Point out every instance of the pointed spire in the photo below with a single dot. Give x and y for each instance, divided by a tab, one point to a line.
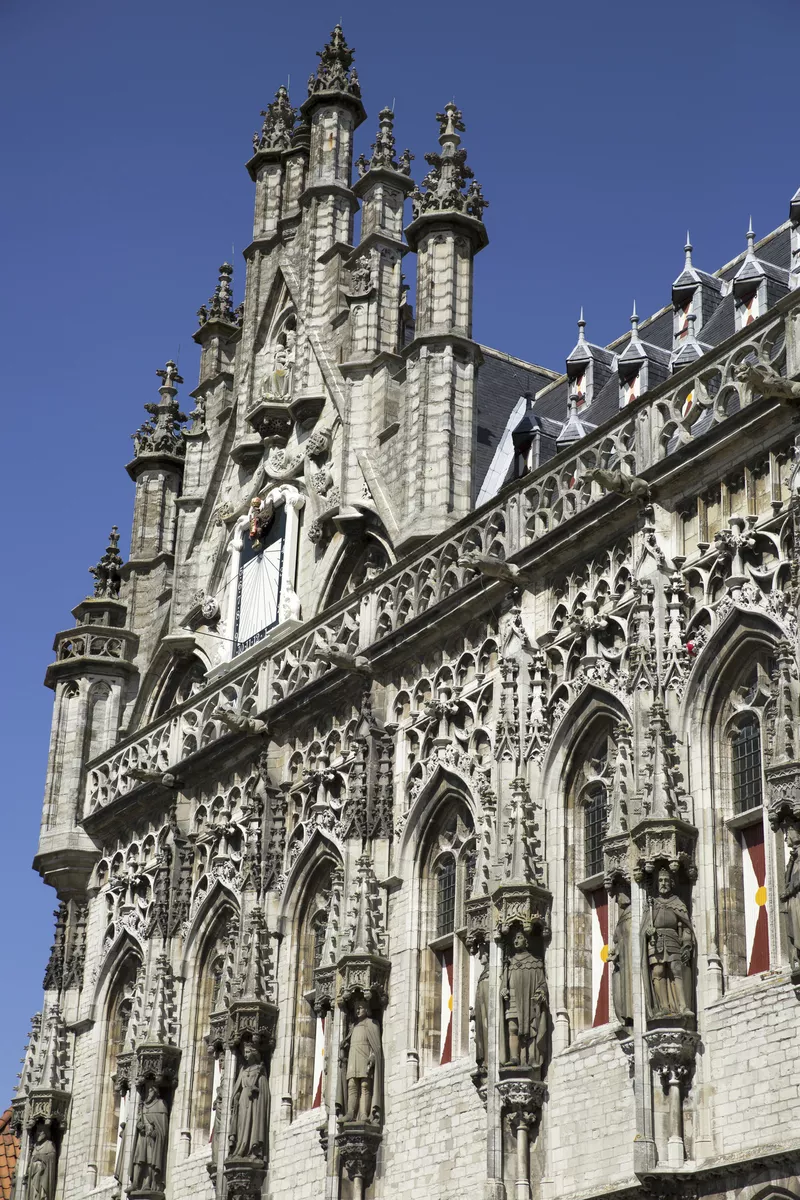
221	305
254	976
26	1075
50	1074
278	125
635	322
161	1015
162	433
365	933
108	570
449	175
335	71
-.-.-
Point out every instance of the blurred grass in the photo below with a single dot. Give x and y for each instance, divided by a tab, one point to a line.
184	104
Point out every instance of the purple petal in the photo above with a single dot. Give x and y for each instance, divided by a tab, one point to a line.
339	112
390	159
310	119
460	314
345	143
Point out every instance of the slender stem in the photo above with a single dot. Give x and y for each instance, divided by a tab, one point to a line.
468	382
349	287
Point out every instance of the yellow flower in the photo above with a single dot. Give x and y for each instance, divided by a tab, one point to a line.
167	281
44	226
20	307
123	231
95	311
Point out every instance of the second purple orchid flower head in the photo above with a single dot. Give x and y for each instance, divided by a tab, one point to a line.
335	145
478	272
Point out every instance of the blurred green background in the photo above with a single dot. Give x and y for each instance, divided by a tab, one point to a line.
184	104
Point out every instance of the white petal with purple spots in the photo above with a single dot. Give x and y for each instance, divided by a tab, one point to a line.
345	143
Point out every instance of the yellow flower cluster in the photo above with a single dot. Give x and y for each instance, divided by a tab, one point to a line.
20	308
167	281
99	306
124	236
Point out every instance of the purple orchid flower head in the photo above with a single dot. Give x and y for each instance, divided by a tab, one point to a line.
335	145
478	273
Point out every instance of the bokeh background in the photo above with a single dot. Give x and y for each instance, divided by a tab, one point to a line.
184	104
-.-.-
== Task statement ==
Quote each line of the data above that contains the word "background".

== Result of this task ==
Point out every instance of the blurred green background in the photo above with a single dot. Give x and y for each instance, divided by a tab, one point to a line.
Point out every instance of the bokeh background in the photo above with a single dot. Give x and y for each instance, divided by a tab, one point to a line.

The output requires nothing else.